(Task instructions)
Which lines of the material below contain the word "green"? Return each of those lines in full, and match case exactly.

(Information provided)
⟨

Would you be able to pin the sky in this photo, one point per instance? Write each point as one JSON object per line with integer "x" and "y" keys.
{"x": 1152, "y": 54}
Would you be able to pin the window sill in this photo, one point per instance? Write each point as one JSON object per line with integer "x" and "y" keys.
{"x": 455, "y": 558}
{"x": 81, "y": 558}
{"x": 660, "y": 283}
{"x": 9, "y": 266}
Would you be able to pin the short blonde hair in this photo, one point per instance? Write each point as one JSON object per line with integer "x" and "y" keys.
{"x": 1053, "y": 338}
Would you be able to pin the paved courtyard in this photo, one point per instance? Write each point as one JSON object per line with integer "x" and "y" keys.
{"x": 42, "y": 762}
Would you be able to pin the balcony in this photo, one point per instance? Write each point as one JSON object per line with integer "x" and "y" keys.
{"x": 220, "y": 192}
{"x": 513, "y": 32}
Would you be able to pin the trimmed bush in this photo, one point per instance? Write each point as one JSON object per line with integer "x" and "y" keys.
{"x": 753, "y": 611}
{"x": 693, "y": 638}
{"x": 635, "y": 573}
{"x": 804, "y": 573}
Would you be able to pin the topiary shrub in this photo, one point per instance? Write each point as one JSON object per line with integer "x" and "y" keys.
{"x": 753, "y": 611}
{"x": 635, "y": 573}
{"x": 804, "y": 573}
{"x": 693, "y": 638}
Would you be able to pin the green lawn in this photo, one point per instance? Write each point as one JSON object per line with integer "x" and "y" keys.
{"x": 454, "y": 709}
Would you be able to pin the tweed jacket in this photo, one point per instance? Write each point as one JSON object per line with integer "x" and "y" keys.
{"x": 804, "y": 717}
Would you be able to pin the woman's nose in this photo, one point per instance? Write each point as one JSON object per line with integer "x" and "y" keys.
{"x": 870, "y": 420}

⟩
⟨

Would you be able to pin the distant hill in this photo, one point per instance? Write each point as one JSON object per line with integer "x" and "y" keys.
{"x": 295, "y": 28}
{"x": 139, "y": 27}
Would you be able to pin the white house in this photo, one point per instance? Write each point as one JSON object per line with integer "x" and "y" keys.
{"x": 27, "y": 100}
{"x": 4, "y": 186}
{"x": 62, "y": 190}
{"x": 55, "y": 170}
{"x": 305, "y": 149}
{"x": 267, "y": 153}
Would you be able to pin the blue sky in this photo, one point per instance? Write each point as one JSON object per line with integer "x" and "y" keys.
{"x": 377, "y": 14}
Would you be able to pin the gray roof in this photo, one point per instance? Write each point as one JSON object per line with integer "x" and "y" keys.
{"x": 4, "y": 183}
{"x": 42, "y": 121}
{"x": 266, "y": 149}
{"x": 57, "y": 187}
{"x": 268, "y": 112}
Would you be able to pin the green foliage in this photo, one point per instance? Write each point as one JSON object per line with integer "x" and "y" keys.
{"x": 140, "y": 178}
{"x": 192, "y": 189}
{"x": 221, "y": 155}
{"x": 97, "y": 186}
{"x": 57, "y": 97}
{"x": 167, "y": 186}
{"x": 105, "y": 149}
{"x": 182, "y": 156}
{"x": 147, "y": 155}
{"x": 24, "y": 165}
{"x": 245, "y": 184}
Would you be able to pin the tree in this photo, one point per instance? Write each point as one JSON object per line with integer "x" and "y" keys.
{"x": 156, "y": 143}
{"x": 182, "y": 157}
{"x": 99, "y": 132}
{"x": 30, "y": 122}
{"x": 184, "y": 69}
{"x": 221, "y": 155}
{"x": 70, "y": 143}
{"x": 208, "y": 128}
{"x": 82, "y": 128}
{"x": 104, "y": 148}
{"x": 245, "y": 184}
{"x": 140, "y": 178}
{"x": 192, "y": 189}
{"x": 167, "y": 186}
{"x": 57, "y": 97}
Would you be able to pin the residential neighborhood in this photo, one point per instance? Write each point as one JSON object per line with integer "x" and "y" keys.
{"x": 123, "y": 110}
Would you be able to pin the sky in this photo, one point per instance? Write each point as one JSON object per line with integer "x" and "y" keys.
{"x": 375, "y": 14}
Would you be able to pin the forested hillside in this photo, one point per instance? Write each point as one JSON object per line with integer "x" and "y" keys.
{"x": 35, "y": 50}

⟩
⟨

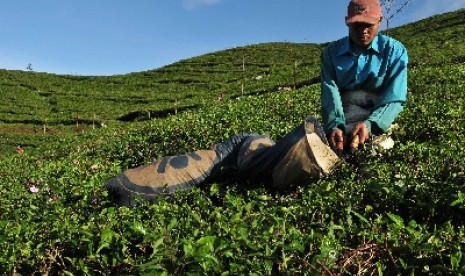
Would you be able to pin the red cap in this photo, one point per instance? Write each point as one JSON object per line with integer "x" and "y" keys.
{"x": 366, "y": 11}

⟩

(Response)
Would you be able to pin the green lawn in this photo, one point per instance? Write each point as one JSON object per line with integer "x" and "y" keys.
Would you be able to pin the green foliage in this photo, one point per instance? Write each point as one JSON object per line with integer "x" and "y" keys.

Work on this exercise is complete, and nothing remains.